- [Aim of the exercise] Every line from the one containing "# for every instance of the red brick, drop" to the one containing "# for every instance of the bare" in the records below, both included, must be set down exactly, and no other line.

[Natural-language object grounding data]

- Opening Delimiter -

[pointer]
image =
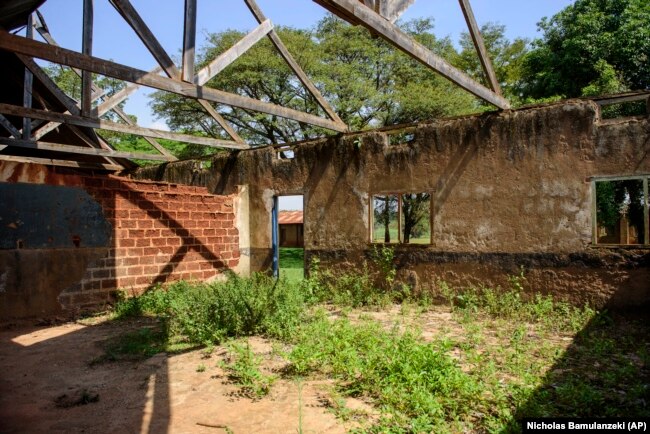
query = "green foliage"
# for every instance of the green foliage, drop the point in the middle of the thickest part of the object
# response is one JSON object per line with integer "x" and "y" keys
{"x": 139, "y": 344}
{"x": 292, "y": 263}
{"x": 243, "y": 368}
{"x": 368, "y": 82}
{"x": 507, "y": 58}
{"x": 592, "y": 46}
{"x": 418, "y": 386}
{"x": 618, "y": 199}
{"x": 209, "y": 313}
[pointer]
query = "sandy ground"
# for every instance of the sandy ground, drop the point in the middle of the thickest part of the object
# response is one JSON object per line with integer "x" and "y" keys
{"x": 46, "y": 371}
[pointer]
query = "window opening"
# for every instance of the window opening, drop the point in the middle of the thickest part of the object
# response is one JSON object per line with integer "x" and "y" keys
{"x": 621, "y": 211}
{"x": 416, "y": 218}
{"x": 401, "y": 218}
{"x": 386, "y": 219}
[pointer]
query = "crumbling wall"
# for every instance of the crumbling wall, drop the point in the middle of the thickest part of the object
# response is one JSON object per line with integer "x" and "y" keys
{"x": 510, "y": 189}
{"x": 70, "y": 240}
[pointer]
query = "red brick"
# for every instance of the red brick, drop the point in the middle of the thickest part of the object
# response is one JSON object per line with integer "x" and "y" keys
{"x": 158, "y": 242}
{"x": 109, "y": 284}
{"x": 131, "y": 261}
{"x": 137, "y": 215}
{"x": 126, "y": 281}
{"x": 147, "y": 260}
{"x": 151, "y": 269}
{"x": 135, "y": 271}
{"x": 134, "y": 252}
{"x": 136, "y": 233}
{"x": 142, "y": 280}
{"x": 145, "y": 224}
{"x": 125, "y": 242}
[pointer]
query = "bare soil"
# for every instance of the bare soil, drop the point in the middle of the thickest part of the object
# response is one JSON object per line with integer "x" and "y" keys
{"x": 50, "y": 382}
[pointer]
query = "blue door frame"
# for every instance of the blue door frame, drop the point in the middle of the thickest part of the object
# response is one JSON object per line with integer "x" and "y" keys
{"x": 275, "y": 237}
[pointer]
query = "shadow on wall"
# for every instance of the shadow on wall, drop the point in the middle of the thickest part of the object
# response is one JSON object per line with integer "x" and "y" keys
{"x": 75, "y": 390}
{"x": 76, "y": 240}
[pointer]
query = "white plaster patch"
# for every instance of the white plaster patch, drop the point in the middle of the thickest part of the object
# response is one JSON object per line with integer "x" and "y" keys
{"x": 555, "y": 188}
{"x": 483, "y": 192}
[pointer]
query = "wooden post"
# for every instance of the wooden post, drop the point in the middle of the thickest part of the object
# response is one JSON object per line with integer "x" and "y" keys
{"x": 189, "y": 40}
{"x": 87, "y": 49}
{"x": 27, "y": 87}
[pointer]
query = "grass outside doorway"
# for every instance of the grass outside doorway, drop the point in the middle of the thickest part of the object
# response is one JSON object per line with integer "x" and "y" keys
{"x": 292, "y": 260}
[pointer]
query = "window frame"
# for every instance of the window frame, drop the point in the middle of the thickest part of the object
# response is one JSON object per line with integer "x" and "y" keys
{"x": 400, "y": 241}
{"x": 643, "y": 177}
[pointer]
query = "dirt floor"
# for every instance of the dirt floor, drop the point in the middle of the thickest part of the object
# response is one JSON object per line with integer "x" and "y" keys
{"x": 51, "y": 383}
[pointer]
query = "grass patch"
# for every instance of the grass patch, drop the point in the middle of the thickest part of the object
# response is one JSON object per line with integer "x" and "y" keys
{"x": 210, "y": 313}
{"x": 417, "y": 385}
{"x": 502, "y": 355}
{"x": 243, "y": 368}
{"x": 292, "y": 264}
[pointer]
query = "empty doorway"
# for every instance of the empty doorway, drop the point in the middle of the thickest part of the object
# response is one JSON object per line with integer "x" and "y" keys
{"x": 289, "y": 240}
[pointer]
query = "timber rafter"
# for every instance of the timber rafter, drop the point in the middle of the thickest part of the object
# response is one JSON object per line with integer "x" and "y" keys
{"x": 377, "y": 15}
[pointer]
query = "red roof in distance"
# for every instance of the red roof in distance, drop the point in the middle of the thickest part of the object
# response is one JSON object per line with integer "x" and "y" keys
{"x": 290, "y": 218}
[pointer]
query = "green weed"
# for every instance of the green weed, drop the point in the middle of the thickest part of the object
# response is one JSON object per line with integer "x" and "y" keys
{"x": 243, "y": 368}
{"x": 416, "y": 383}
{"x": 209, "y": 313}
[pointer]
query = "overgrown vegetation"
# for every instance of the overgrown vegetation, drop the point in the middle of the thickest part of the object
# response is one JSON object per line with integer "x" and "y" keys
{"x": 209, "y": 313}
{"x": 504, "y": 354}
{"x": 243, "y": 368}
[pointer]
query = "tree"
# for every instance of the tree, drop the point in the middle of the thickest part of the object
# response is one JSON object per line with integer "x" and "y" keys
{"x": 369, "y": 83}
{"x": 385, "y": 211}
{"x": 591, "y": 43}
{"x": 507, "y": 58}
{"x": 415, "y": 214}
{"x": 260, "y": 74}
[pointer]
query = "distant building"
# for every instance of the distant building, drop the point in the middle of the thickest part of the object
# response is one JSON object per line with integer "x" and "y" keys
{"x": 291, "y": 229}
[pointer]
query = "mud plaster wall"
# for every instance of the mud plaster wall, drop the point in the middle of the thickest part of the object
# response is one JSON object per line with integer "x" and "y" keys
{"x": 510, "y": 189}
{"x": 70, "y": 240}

- Closing Delimiter -
- Opening Delimiter -

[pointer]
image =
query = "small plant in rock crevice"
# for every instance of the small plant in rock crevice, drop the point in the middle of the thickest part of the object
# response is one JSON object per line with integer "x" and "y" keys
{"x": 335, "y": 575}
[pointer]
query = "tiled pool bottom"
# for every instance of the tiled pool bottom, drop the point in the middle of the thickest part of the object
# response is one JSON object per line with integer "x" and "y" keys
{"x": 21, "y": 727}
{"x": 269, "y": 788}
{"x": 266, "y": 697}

- Closing Delimiter -

- [Solution to this task]
# for every instance of the red brick, drop the point in the middle of the thickest part of the object
# response is one JSON object per line with integer "x" and "y" keys
{"x": 158, "y": 242}
{"x": 109, "y": 284}
{"x": 131, "y": 261}
{"x": 137, "y": 215}
{"x": 126, "y": 281}
{"x": 147, "y": 260}
{"x": 151, "y": 269}
{"x": 135, "y": 271}
{"x": 134, "y": 252}
{"x": 136, "y": 233}
{"x": 142, "y": 280}
{"x": 145, "y": 224}
{"x": 125, "y": 242}
[pointer]
query = "bare soil"
# for every instance of the bare soil, drop the point in the middle of the thickest part of the object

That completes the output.